▸ SEITENTEXT:
In diese Beurteilung hat - um nicht zu Wertungswidersprüchen zu führen - die Frage einzufließen, ob dem Fremden bereits eine Aufenthaltsverfestigung, etwa nach § 55 FPG, zugute kommt. Könnte er nämlich wegen Aufenthaltsverfestigung nicht nach § 54 FPG ausgewiesen werden, stellte es einen Ermessensmissbrauch dar, in Anwendung des § 3 Abs. 5 NAG den Aufenthaltstitel für nichtig zu erklären und im Weg einer Ausweisung nach § 53 FPG die Konsequenzen einer Aufenthaltsverfestigung zu umgehen. In Fällen, in denen eine Ausweisung nur nach § 54 FPG zulässig wäre, ist somit bei Nichtigerklärung des Aufenthaltstitels nach § 3 Abs. 5 NAG auf eine Aufenthaltsverfestigung Bedacht zu nehmen.

Vorliegend kann sich der Beschwerdeführer aber auf eine Aufenthaltsverfestigung nicht berufen.

Dennoch ist der angefochtene Bescheid mit Rechtswidrigkeit behaftet.

(Datensätze)
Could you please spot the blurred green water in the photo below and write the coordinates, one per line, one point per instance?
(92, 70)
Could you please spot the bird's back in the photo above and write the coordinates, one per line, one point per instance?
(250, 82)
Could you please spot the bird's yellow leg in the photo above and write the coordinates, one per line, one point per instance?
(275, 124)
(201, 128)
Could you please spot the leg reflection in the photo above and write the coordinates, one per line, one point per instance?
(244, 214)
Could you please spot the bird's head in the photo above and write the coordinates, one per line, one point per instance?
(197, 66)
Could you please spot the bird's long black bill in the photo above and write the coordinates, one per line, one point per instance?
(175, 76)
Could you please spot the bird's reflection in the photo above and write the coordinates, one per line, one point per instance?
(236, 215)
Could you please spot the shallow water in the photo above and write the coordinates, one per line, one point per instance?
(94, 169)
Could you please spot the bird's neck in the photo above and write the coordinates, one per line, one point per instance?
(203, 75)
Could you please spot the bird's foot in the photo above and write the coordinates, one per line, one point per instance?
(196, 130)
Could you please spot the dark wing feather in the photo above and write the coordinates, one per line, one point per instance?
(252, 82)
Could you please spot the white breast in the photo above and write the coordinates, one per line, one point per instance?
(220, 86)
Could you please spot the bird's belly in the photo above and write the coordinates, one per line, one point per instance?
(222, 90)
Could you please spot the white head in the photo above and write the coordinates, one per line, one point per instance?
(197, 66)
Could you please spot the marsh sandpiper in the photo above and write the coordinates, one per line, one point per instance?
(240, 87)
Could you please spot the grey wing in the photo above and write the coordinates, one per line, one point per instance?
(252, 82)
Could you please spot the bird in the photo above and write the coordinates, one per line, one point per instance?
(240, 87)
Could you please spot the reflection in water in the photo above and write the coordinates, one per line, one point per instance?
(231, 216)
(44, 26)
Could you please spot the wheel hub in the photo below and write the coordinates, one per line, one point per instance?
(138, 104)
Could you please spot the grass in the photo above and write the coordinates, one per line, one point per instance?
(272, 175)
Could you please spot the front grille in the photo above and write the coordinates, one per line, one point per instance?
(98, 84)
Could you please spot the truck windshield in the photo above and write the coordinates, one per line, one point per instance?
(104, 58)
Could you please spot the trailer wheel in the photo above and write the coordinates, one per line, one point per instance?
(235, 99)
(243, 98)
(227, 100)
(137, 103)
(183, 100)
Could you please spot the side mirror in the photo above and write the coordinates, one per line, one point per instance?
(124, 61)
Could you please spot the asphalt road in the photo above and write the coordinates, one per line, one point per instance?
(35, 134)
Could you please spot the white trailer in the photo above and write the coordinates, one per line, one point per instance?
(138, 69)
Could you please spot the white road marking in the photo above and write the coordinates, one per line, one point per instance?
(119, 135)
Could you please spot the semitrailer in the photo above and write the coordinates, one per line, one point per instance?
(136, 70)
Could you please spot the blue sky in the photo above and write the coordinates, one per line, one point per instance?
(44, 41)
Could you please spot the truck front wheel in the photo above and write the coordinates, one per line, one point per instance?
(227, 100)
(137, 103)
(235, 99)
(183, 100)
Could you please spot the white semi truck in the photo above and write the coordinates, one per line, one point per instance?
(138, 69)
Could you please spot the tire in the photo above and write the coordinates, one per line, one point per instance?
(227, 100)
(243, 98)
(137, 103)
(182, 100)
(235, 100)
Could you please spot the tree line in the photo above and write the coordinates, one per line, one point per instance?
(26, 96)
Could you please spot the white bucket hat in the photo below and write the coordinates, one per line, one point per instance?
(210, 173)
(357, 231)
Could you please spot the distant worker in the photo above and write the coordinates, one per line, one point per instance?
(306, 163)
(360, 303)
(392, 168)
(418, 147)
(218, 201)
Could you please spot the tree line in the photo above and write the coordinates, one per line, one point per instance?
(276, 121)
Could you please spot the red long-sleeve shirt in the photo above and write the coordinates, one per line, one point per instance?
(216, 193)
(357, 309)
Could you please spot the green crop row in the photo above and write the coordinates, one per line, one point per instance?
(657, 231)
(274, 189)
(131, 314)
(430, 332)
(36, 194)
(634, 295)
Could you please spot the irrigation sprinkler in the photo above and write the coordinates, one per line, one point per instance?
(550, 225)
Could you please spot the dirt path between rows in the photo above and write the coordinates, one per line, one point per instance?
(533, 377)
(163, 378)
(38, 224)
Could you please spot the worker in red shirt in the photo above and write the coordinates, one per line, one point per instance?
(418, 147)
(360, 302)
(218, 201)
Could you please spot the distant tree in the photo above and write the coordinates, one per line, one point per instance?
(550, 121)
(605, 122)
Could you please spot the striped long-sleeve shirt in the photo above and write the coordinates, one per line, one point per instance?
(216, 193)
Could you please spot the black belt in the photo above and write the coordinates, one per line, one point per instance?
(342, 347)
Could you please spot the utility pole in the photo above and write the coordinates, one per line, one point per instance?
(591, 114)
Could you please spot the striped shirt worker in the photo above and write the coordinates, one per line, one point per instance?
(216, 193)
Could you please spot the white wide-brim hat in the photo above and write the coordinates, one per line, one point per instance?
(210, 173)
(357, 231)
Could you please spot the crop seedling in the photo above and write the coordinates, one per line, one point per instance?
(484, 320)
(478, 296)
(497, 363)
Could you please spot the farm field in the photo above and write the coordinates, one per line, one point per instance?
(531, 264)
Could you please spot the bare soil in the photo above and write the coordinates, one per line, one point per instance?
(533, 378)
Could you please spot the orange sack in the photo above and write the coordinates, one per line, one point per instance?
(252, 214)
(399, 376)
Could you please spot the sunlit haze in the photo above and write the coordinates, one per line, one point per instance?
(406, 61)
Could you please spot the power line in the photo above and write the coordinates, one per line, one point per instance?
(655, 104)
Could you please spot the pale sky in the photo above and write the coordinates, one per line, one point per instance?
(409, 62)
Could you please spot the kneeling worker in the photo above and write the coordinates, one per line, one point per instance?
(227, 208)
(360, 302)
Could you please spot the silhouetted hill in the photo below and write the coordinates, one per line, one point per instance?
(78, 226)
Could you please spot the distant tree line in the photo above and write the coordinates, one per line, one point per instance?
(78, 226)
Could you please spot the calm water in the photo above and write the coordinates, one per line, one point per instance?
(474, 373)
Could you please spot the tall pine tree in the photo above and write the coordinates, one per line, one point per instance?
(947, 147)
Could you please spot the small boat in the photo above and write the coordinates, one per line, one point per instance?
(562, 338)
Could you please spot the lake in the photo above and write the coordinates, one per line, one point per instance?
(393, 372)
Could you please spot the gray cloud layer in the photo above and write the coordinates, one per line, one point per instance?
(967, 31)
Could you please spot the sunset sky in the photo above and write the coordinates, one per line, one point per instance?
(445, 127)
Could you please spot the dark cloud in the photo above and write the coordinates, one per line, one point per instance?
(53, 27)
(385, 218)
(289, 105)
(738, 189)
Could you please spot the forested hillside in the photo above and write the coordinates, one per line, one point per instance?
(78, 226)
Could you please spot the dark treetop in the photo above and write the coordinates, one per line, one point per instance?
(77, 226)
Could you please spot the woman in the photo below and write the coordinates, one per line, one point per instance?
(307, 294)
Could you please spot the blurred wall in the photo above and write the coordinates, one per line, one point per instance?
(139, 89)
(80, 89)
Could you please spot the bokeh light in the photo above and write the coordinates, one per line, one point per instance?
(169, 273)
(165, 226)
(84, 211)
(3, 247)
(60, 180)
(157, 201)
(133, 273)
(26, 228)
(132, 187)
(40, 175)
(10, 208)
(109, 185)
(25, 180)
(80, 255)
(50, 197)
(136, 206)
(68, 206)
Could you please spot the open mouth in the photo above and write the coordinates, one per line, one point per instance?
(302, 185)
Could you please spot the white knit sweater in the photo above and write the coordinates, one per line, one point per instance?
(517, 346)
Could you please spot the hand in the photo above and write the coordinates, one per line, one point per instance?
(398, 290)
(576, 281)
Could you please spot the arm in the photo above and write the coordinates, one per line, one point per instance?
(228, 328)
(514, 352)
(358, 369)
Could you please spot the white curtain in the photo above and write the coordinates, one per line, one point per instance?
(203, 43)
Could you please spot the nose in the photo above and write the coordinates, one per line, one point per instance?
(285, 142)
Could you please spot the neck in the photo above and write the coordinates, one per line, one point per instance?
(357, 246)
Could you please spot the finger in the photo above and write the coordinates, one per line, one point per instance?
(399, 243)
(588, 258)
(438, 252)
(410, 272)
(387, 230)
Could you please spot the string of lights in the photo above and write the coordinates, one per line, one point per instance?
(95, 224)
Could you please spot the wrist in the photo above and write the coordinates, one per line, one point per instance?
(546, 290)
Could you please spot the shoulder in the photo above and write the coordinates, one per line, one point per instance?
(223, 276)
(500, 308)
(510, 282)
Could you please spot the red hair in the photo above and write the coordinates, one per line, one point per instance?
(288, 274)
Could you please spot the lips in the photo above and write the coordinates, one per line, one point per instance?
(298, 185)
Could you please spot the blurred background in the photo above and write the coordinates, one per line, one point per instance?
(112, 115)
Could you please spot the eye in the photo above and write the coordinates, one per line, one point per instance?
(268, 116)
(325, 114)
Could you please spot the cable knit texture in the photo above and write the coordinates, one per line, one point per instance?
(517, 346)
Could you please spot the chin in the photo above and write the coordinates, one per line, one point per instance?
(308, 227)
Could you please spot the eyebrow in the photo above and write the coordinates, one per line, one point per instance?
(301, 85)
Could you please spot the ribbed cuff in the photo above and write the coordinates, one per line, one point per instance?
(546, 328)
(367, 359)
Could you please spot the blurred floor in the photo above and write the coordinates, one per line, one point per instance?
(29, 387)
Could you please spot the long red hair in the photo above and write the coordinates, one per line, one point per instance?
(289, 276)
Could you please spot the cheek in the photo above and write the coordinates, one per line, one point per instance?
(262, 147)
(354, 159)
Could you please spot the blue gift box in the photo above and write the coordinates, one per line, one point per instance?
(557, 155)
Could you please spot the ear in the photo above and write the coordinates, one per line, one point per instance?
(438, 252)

==

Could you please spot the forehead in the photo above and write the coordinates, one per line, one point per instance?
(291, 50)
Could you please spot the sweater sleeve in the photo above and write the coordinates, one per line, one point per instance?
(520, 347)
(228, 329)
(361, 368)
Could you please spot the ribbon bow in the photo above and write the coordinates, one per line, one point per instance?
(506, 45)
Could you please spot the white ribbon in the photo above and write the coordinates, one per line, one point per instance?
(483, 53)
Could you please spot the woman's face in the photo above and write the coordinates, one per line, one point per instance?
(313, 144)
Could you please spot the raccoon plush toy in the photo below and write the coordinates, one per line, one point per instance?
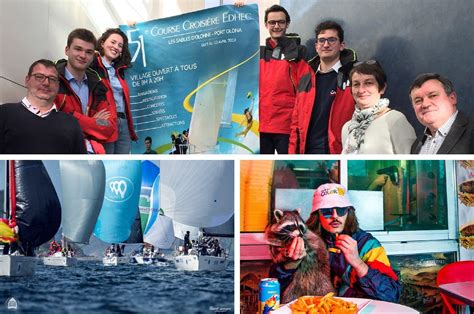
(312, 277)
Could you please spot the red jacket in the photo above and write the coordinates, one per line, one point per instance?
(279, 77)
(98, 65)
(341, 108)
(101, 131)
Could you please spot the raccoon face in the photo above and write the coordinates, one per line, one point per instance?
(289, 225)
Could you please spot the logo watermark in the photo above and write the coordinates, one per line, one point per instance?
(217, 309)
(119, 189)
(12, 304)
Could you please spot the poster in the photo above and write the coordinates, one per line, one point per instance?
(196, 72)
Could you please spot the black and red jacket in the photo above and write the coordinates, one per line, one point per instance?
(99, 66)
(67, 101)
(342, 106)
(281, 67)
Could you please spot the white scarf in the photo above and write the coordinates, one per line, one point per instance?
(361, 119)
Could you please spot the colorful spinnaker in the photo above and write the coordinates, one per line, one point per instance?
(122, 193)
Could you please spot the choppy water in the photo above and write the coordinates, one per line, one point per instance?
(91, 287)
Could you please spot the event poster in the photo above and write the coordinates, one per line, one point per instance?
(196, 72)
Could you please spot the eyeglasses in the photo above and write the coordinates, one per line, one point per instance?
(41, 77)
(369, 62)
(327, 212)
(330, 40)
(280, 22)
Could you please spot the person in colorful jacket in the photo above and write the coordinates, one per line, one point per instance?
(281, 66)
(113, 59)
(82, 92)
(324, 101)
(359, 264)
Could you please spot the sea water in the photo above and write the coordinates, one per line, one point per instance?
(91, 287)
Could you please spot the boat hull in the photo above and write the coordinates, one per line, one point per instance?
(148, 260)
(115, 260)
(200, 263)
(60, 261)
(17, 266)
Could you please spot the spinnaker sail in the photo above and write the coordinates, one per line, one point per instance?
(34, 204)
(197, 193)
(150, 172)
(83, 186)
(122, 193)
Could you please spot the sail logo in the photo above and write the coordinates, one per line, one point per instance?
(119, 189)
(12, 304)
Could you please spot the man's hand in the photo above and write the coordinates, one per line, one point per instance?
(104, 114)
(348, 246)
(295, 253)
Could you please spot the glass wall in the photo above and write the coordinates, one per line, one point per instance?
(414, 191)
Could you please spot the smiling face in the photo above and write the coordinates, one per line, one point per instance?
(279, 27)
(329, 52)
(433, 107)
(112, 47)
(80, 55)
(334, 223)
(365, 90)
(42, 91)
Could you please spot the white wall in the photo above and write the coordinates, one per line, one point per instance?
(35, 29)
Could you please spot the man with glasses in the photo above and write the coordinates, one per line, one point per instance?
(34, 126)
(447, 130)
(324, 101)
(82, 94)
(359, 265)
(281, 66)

▸ ZU ERLEDIGEN:
A – Beantworten Sie anhand des Seitentextes zur Aufenthaltsverfestigung die folgenden Fragen:
(i) Welche Bestimmung des FPG wird als Beispiel für eine Aufenthaltsverfestigung genannt?
(ii) Worauf kann sich der Beschwerdeführer vorliegend nicht berufen?
(iii) Womit ist der angefochtene Bescheid behaftet?
B – Führen Sie den Seitentext zur Aufenthaltsverfestigung im Anschluss an den Satz „Dennoch ist der angefochtene Bescheid mit Rechtswidrigkeit behaftet.“ weiter.

▸ ANTWORTEN:
A –
(i) § 55 FPG.
(ii) Auf eine Aufenthaltsverfestigung.
(iii) Mit Rechtswidrigkeit.

B –
Der Verwaltungsgerichtshof hat nämlich bereits ausgesprochen (vgl. das hg. Erkenntnis vom 22. Juli 2011, 2009/22/0128, auf dessen Entscheidungsgründe gemäß § 43 Abs. 2 zweiter Satz VwGG verwiesen wird), dass im Fall einer Unzulässigkeit einer Ausweisung auf Dauer - die sich im vorliegenden Fall aus der nach Einholung einer Stellungnahme der Fremdenpolizeibehörde erfolgten Erteilung eines Aufenthaltstitels aus humanitären Gründen ergibt - die Wirkung des Aufenthaltsverbotsbescheides weggefallen ist und dem (inländischen) Aufenthaltsverbot somit auch seine Wirkung als Ausschlussgrund für die Erteilung eines Aufenthaltstitels nicht mehr zukommt. Nichts anderes kann für die Beurteilung eines ausländischen Aufenthaltsverbotes als Versagungsgrund nach § 11 Abs. 1 Z 2 NAG gelten. Auch hier würde, sofern eine Ausweisung des Fremden auf Dauer unzulässig ist, die Versagung des Aufenthaltstitels im Widerspruch zur Intention des Gesetzgebers der Novelle zum NAG BGBl. I Nr. 29/2009 stehen.

Auf diese Unzulässigkeit einer Ausweisung hat die belangte Behörde selbst verwiesen und es befindet sich die von ihr zitierte Stellungnahme der Sicherheitsdirektion für das Bundesland Wien vom 21. Juli 2009 im Verwaltungsakt.

Wäre nun gestützt auf § 11 Abs. 1 Z 2 NAG die Versagung eines Aufenthaltstitels nicht rechtens, kann dieser Sachverhalt nicht zu einer auf § 3 Abs. 5 Z 1 NAG gestützten Nichtigerklärung des ausgestellten Aufenthaltstitels führen.

Da die belangte Behörde dies verkannt hat, war der angefochtene Bescheid wegen inhaltlicher Rechtswidrigkeit gemäß § 42 Abs. 2 Z 1 VwGG aufzuheben.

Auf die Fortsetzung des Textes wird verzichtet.